##### EXERCISE INPUT
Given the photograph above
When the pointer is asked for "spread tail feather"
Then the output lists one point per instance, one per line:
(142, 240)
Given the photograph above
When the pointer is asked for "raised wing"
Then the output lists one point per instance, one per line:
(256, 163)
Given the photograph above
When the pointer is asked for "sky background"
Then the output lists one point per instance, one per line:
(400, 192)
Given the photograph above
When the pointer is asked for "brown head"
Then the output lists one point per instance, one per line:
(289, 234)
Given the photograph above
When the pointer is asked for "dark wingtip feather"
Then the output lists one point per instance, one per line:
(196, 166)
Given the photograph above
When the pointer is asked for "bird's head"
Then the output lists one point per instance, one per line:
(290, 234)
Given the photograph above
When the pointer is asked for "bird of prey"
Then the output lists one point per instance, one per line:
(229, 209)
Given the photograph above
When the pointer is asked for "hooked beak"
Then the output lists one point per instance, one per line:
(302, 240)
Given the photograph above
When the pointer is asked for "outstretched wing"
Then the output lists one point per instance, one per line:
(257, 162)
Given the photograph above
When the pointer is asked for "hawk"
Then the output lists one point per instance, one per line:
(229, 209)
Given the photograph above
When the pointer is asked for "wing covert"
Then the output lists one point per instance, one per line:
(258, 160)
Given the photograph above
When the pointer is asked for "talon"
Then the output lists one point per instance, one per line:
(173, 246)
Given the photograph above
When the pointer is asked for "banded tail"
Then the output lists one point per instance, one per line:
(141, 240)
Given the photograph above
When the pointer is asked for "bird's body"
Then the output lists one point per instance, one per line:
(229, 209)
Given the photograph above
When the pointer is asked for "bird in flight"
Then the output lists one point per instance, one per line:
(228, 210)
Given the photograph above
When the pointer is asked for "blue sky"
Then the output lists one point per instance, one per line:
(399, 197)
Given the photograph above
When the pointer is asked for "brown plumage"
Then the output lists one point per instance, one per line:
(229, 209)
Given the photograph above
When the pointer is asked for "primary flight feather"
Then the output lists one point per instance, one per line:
##########
● **ACTIVITY**:
Note how many lines in the data above have the string "flight" in them, and give that number by itself.

● **EXERCISE RESPONSE**:
2